In the Chernobyl passage, which country first reported high levels of radiation in the atmosphere?

■ **SELECTED TEXT**:
○ ○ ○ ○
Valery, Boris and Ulana work separately and together, often clashing, as they uncover what caused the explosion and decide how to contain it and how much to reveal of the truth.
The facts are these: During a planned test of Reactor 4, mistakes were made by the inadequately trained plant technicians which caused the core to overheat and explode. A radioactive cloud was released, and a fire burned for ten days before it was brought under control. The Soviet Union did not sound the alarm to the European community. It was Sweden that was first to report high levels of radiation in the atmosphere.
Technician error aside, the Soviet-designed nuclear reactors were inherently flawed—and the Soviets knew this years before the accident. One plant operator was killed outright in the explosion, but his body was never recovered. The firemen who arrived on the scene suffered greatly. They arrived to put out a fire, not a nuclear explosion, and their protective gear wasn’t up to the task. Acute Radiation Syndrome (ARS) is a horrible way to die. Six firemen succumbed within two weeks and approximately thirty people died from radiation exposure in the first three months. The town of Pripyat had to be evacuated; later other residents within the contaminated “Exclusion Zone” were told to move. Pets and farm animals were left behind and later killed because of the threat they posed. (In fact, farm animals that grazed on contaminated land continued to pass on radioactive materials through their meat and milk.) One of the major health problems longer-term was an increase in thyroid cancer–thousands of cases.
The making of the miniseries was inspired by the book Voices from Chernobyl by the Belarusian journalist and historian Svetlana Alexievich. (She won a Nobel Prize in 2015 for her body of work.) First published in Russian in 1997 and in English in 2005, it gave survivors the chance to tell their personal stories. Because the Soviets shared as little as possible about the accident with their own people, Alexievich has said it was her easiest book to research. None of the people who lived in the area knew how they were supposed to talk about it. So they opened up to her and told what they knew.
Chernobyl today. Russian troops took control of the power station in the early hours of February 24th. They kept the crew working at gunpoint for 500+ hours straight before allowing in some replacements. Earlier this month, The Wall Street Journal reported, “Every morning at 9, the national anthem, “Ukraine has not yet Perished,” blares through the loudspeaker. The Ukranian workers stand, palms pressed to their chests, then return to work.” There’s more recent reporting through Reuters that Russian troops are moving heavy equipment through the “Exclusion Zone,” where all men should fear to tread.
How do we know this? Good journalism. Reporters doing their jobs at great personal risk. At least five journalists have died in Ukraine, three while working for U.S. media. Meanwhile Putin shouts “fake news” and tells his people he’s not waging war, he’s conducting a special military operation to denazify Ukraine. To convince Russians of this ‘truth,’ he shut down all independent media and threatened prison sentences for up to fifteen years for anyone spreading lies about the ‘fake’ war.
The truth? Democracies can’t survive without journalists who are free to report the facts. The fiction? Putin and other authoritarian-type figures shouting “fake news” about the truth.
○ ○ ○ ○
■ **GIVEN INFORMATION**:

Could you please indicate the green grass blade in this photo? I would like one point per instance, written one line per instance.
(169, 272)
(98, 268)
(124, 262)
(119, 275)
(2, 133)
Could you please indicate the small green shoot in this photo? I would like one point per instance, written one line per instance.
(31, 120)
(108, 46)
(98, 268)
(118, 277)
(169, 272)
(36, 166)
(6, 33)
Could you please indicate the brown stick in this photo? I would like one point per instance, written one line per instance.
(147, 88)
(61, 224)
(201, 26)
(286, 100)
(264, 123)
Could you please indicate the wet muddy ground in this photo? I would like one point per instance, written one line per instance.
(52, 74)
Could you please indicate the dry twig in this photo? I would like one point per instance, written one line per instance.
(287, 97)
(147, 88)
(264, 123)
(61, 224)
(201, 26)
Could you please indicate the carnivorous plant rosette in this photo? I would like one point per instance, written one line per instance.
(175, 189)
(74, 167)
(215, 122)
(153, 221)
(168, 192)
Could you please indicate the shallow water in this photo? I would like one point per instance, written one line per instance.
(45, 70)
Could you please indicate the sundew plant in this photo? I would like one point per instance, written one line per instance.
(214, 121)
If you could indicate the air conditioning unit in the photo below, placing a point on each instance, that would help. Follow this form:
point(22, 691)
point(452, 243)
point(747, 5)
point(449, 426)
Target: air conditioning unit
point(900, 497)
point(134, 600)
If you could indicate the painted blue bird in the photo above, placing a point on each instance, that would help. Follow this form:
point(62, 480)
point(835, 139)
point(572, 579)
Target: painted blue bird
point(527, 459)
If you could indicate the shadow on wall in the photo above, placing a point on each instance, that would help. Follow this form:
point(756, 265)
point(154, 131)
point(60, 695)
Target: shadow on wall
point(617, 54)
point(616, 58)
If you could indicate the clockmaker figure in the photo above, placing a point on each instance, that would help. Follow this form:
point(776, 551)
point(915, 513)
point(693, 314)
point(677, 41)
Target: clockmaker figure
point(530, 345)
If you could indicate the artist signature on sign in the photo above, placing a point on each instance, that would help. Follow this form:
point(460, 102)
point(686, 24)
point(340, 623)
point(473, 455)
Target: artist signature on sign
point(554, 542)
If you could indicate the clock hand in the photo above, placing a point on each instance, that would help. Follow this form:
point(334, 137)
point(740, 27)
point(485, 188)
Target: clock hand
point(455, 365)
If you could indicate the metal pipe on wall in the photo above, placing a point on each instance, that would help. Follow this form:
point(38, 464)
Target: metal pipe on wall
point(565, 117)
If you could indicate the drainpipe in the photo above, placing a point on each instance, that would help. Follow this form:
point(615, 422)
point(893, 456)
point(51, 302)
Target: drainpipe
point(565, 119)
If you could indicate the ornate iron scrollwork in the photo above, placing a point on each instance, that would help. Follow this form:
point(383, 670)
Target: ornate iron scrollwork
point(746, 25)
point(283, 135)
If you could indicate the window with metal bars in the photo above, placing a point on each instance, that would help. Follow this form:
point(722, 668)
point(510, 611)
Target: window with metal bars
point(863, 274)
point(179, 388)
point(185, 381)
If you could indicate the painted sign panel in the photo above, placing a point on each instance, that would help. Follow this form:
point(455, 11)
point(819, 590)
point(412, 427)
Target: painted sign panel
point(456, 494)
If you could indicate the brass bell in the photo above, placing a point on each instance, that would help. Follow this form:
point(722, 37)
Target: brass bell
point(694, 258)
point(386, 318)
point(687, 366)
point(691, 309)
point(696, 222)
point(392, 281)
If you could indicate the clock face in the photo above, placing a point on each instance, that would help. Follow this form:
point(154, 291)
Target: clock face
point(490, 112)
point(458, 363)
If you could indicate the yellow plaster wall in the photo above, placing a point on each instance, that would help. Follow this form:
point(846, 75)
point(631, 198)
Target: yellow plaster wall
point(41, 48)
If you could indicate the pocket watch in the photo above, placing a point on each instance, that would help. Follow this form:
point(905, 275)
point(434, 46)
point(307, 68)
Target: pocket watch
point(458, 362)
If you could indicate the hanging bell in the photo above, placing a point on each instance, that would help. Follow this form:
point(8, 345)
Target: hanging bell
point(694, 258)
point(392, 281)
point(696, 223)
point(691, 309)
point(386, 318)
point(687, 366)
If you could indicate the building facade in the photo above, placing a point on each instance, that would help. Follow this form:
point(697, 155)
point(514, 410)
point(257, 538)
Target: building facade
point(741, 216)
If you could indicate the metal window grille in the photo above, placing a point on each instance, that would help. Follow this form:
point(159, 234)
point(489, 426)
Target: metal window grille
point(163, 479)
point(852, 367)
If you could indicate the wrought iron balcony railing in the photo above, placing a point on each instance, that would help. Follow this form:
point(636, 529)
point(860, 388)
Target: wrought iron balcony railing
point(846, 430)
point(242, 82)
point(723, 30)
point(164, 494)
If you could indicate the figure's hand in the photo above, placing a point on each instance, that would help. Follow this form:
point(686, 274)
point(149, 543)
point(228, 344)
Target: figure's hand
○ ○ ○ ○
■ **WRITTEN RESPONSE**: Sweden